[Consignes de l'exercice]
1: Recopiez un passage du texte sur la paléothermométrie : partez des mots "Le climat d’alors" et arrêtez-vous après les mots "eaux de surface.".
2: D'après le texte sur la paléothermométrie, quelles molécules organiques sont produites par quelques espèces d'algues ?

[Extrait à lire]
##############################

Le climat d’alors
La paléothermométrie est l’étude des températures du globe terrestre enregistrées dans les roches au moment de leur formation. Pour les sédiments marins, on se réfère souvent à l’analyse chimique des tests de foraminifères. 3 principales méthodes sont retenues :
– Le δ18O (rapport de 18O sur 16O) est en rapport avec le volume des glaces (les glaces piègent préférentiellement l’isotope léger δ16O. Plus le δ18O est élevé, plus il y a de glaces.
– Les rapports Mg/Ca and Sr/Ca : un rapport Mg/Ca élevé signifie une température élevé, le rapport Sr/Ca dans les coraux varie en fonction inverse de la température.
– Les alkénones sont des molécules organiques produites par quelques espèces d’algues. L’indice de non-saturation ( UK′37 ) de Müller est proportionnel à la température des eaux de surface.
De manière un peu schématique, on identifie dans l’histoire de la terre :
– des périodes de « greenhouse » (serre),
– des périodes de « icehouse » (glacière).

##############################

(Données stockées issues d'une collection)
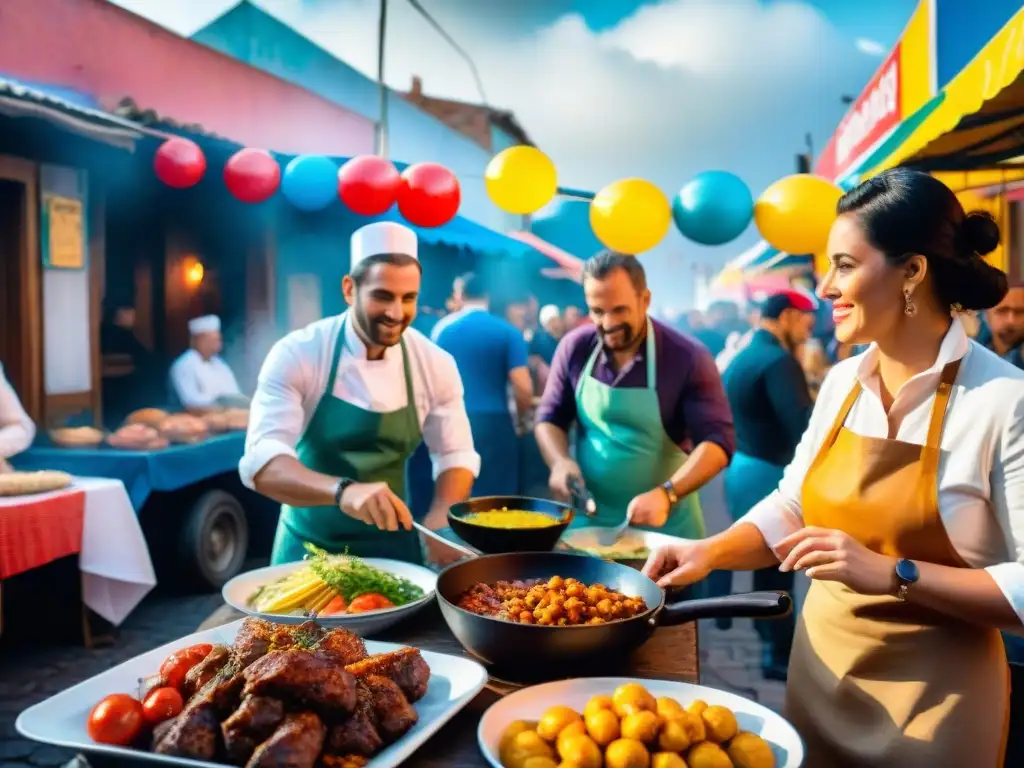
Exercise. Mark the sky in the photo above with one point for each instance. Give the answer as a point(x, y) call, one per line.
point(656, 89)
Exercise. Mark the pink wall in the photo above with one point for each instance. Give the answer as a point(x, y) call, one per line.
point(102, 50)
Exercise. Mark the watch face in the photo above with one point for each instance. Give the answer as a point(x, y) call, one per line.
point(906, 570)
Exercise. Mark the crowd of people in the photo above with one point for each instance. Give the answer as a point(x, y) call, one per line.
point(884, 461)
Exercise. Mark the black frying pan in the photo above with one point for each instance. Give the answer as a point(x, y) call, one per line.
point(495, 541)
point(554, 650)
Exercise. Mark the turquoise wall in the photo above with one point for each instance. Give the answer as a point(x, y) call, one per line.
point(250, 35)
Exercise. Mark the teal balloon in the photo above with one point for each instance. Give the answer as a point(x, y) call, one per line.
point(310, 182)
point(714, 208)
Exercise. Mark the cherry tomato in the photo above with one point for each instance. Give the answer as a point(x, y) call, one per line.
point(117, 720)
point(368, 602)
point(337, 605)
point(176, 666)
point(162, 704)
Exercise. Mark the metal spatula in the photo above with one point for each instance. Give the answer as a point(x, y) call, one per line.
point(608, 537)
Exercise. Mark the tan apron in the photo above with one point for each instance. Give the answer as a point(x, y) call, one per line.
point(875, 681)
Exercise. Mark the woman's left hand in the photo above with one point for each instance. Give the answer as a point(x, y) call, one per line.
point(835, 556)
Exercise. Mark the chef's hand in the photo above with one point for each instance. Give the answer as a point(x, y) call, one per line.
point(679, 564)
point(562, 472)
point(439, 555)
point(649, 509)
point(835, 556)
point(375, 504)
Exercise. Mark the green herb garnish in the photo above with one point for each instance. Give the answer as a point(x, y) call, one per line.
point(350, 577)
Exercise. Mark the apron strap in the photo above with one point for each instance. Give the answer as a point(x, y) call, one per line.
point(339, 344)
point(589, 368)
point(651, 363)
point(942, 395)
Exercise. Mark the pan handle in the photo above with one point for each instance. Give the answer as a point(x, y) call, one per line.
point(745, 605)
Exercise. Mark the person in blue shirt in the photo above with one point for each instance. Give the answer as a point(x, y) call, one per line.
point(1006, 327)
point(771, 408)
point(492, 355)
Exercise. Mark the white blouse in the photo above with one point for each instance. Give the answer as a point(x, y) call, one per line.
point(16, 429)
point(981, 467)
point(201, 383)
point(294, 379)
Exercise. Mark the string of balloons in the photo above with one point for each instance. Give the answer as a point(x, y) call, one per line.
point(427, 194)
point(630, 215)
point(633, 215)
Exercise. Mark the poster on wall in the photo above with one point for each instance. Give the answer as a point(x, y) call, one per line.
point(64, 232)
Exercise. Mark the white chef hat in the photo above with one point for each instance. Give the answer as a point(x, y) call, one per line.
point(206, 325)
point(380, 238)
point(548, 312)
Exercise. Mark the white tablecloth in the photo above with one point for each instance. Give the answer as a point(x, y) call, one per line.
point(117, 571)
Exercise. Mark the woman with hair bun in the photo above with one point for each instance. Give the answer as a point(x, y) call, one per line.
point(904, 503)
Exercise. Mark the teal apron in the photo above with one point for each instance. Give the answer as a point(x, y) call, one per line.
point(623, 450)
point(345, 440)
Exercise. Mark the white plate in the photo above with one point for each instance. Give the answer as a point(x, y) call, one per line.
point(530, 704)
point(588, 539)
point(238, 591)
point(60, 720)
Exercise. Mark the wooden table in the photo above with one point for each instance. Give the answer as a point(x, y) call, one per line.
point(670, 654)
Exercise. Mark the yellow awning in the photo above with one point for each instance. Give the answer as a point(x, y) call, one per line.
point(982, 114)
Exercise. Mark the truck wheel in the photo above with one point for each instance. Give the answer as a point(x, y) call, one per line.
point(215, 539)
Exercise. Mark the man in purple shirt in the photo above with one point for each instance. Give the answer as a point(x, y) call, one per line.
point(652, 421)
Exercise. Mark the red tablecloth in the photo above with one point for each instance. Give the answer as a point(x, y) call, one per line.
point(38, 529)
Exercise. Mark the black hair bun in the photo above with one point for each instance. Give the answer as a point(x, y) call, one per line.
point(980, 232)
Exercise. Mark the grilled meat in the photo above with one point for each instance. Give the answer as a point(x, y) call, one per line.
point(393, 714)
point(256, 719)
point(310, 679)
point(404, 667)
point(296, 743)
point(205, 671)
point(358, 734)
point(195, 733)
point(347, 646)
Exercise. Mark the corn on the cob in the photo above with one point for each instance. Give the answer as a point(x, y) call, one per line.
point(294, 597)
point(318, 605)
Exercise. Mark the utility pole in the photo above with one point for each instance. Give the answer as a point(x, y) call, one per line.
point(381, 86)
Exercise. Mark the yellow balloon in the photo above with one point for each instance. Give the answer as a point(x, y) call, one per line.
point(521, 179)
point(630, 215)
point(796, 213)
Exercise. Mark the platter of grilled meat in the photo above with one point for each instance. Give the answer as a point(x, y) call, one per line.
point(260, 694)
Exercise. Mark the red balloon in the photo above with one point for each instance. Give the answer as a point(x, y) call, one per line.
point(429, 195)
point(369, 184)
point(179, 163)
point(252, 175)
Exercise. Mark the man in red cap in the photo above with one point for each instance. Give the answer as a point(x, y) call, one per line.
point(771, 408)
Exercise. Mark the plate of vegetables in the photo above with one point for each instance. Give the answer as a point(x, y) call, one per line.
point(366, 596)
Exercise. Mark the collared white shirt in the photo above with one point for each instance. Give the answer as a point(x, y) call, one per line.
point(16, 429)
point(981, 468)
point(200, 383)
point(294, 379)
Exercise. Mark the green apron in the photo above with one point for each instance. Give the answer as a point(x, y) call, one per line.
point(623, 450)
point(345, 440)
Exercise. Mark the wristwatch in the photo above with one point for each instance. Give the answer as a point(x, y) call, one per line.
point(670, 491)
point(906, 573)
point(343, 483)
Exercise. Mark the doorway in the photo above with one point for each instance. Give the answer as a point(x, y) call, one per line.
point(19, 348)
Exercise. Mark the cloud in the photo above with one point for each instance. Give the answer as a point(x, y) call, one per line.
point(676, 88)
point(870, 47)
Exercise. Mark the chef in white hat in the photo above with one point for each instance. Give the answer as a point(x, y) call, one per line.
point(344, 401)
point(200, 378)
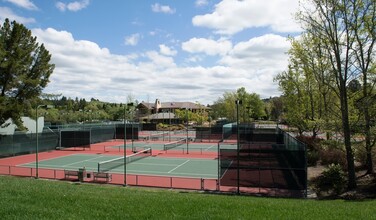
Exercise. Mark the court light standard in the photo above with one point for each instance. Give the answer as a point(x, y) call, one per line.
point(186, 115)
point(37, 140)
point(125, 142)
point(238, 102)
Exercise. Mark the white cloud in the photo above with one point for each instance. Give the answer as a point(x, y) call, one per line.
point(265, 52)
point(162, 9)
point(278, 15)
point(8, 13)
point(132, 40)
point(86, 70)
point(27, 4)
point(201, 3)
point(163, 49)
point(207, 46)
point(73, 6)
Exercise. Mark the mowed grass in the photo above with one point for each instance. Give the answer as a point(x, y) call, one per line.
point(25, 198)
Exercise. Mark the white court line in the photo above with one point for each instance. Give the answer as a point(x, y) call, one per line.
point(210, 147)
point(178, 166)
point(154, 164)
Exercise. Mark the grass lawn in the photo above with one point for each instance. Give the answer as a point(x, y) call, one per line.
point(25, 198)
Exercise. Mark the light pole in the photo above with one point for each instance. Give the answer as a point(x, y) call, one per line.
point(186, 115)
point(37, 140)
point(238, 102)
point(125, 143)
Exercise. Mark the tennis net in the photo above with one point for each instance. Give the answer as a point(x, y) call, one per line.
point(107, 165)
point(174, 144)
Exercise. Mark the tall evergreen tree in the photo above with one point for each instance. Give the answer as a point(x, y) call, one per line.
point(24, 70)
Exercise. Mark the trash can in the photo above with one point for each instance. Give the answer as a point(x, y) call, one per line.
point(81, 174)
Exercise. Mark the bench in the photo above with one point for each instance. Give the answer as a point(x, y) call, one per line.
point(70, 173)
point(101, 175)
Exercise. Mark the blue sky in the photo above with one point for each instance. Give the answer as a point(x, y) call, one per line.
point(121, 50)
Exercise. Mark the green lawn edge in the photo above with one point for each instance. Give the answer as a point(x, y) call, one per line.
point(27, 198)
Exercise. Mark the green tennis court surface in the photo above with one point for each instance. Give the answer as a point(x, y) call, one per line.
point(180, 167)
point(209, 147)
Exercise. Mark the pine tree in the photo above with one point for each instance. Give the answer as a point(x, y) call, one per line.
point(24, 70)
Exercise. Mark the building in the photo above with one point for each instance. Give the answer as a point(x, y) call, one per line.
point(164, 112)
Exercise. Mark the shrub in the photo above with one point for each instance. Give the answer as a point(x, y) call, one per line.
point(331, 182)
point(333, 156)
point(313, 147)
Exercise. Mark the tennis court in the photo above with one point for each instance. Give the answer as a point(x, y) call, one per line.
point(177, 146)
point(156, 166)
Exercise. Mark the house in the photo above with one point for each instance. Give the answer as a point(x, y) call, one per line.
point(164, 112)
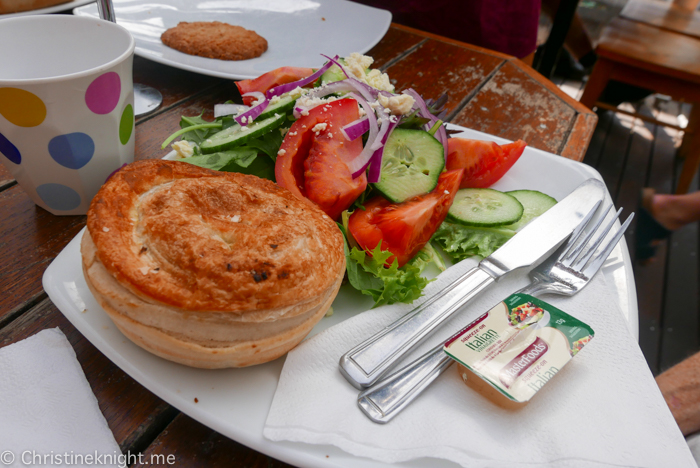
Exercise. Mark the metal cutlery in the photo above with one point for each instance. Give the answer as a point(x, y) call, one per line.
point(368, 361)
point(566, 272)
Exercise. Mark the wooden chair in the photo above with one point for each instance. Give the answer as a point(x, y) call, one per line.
point(654, 45)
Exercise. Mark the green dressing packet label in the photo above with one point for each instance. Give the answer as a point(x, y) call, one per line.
point(519, 345)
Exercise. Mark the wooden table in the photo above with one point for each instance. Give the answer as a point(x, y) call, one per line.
point(490, 92)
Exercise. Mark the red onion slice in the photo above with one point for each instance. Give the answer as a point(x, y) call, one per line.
point(285, 88)
point(375, 162)
point(356, 129)
point(359, 164)
point(336, 62)
point(251, 114)
point(221, 110)
point(441, 134)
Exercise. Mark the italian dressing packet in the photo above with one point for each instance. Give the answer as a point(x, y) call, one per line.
point(512, 350)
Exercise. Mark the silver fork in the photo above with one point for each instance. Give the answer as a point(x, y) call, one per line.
point(566, 272)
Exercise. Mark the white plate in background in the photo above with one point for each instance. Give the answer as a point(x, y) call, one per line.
point(297, 31)
point(235, 402)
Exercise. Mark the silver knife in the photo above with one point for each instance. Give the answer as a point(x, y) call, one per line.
point(367, 362)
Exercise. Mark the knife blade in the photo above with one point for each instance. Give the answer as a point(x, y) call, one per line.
point(368, 361)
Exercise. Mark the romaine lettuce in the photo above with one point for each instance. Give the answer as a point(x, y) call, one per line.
point(460, 242)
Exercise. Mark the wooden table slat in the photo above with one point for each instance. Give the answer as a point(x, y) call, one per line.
point(535, 115)
point(519, 103)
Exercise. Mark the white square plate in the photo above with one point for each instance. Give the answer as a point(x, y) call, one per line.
point(235, 402)
point(297, 31)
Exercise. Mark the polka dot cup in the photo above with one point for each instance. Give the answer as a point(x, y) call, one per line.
point(66, 106)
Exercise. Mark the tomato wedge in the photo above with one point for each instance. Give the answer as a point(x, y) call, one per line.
point(269, 80)
point(314, 156)
point(404, 228)
point(485, 162)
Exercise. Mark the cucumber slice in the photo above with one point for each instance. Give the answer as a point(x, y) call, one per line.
point(411, 165)
point(236, 136)
point(282, 106)
point(534, 204)
point(484, 208)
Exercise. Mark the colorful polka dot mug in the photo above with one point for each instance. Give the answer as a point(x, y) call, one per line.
point(66, 106)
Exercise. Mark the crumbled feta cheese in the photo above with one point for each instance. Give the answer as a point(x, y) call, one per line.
point(183, 148)
point(308, 102)
point(319, 127)
point(379, 80)
point(398, 105)
point(356, 64)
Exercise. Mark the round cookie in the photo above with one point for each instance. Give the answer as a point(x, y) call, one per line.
point(214, 39)
point(209, 269)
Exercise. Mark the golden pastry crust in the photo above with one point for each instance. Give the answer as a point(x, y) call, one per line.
point(207, 268)
point(214, 39)
point(206, 240)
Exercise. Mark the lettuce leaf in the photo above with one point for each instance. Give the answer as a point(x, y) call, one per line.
point(460, 242)
point(245, 160)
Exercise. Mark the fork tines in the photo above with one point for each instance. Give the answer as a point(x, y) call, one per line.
point(580, 253)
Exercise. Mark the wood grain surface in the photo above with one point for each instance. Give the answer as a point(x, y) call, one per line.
point(488, 91)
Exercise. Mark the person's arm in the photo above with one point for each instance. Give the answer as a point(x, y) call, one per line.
point(680, 386)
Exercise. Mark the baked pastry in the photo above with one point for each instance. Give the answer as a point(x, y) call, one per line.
point(209, 269)
point(214, 39)
point(15, 6)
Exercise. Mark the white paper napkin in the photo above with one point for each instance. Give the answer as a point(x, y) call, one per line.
point(47, 408)
point(603, 409)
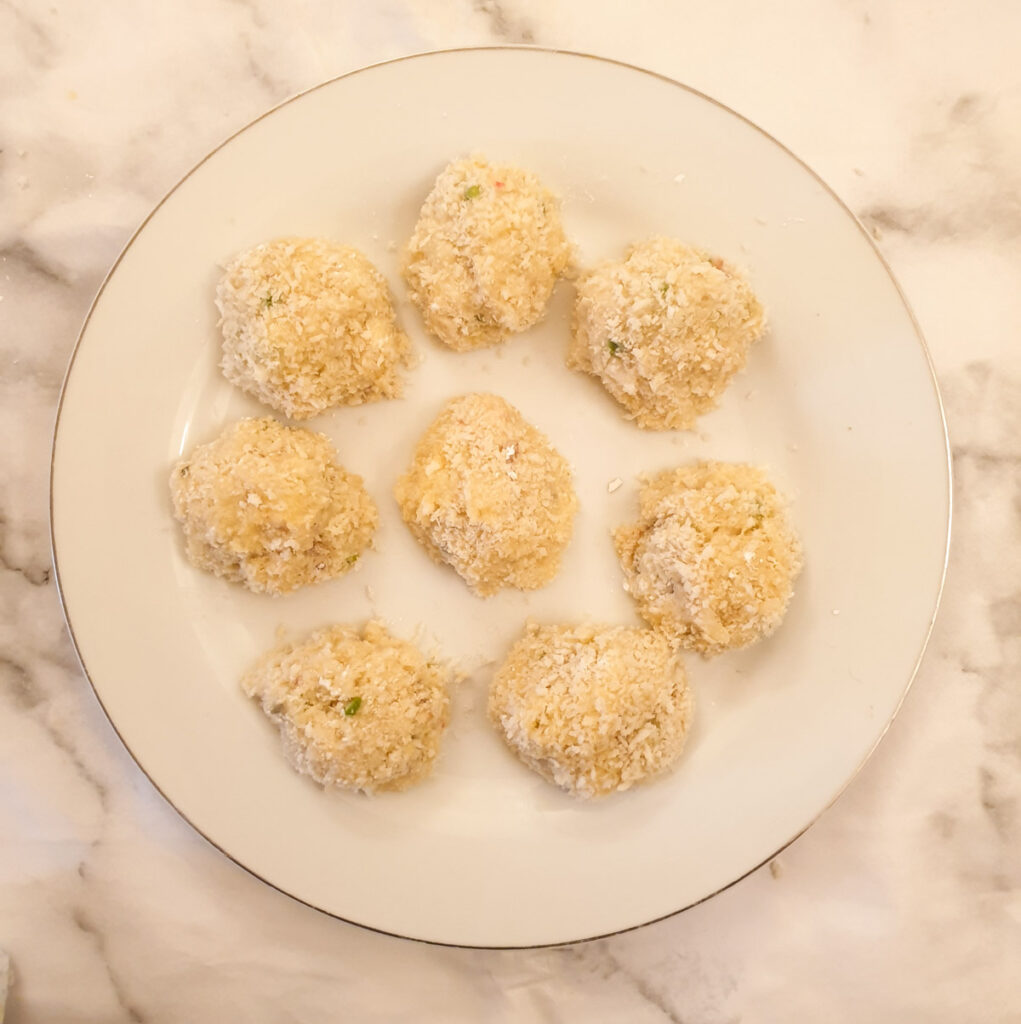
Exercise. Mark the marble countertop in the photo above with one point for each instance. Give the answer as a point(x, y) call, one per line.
point(902, 903)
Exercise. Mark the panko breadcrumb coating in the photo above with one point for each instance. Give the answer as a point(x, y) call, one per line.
point(363, 712)
point(308, 325)
point(268, 506)
point(592, 710)
point(488, 495)
point(664, 330)
point(485, 253)
point(713, 557)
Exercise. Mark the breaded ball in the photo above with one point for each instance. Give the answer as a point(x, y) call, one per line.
point(488, 495)
point(592, 709)
point(713, 557)
point(357, 711)
point(268, 506)
point(664, 330)
point(485, 253)
point(308, 325)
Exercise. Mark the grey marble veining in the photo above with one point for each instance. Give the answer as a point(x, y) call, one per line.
point(902, 903)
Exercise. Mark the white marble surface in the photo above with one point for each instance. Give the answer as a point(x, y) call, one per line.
point(902, 903)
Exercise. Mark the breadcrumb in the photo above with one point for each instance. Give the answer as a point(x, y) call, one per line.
point(664, 330)
point(592, 709)
point(308, 325)
point(713, 557)
point(485, 253)
point(488, 495)
point(360, 712)
point(268, 506)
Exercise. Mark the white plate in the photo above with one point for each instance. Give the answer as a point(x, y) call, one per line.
point(839, 401)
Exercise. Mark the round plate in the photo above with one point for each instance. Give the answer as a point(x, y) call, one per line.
point(839, 401)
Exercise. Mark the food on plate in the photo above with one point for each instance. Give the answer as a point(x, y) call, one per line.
point(592, 709)
point(269, 506)
point(308, 325)
point(488, 495)
point(713, 557)
point(664, 330)
point(362, 711)
point(485, 253)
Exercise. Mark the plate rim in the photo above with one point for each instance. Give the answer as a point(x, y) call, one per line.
point(919, 335)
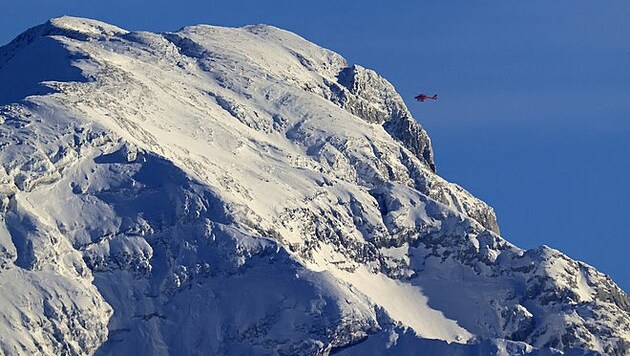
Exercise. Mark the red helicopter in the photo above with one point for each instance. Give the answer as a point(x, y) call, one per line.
point(425, 97)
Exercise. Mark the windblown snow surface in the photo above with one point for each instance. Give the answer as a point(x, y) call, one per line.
point(232, 191)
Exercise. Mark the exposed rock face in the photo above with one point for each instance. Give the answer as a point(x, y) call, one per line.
point(244, 191)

##############################

[Corrigé complet]
1:
Le climat d’alors
La paléothermométrie est l’étude des températures du globe terrestre enregistrées dans les roches au moment de leur formation. Pour les sédiments marins, on se réfère souvent à l’analyse chimique des tests de foraminifères. 3 principales méthodes sont retenues :
– Le δ18O (rapport de 18O sur 16O) est en rapport avec le volume des glaces (les glaces piègent préférentiellement l’isotope léger δ16O. Plus le δ18O est élevé, plus il y a de glaces.
– Les rapports Mg/Ca and Sr/Ca : un rapport Mg/Ca élevé signifie une température élevé, le rapport Sr/Ca dans les coraux varie en fonction inverse de la température.
– Les alkénones sont des molécules organiques produites par quelques espèces d’algues. L’indice de non-saturation ( UK′37 ) de Müller est proportionnel à la température des eaux de surface.

2: Les alkénones.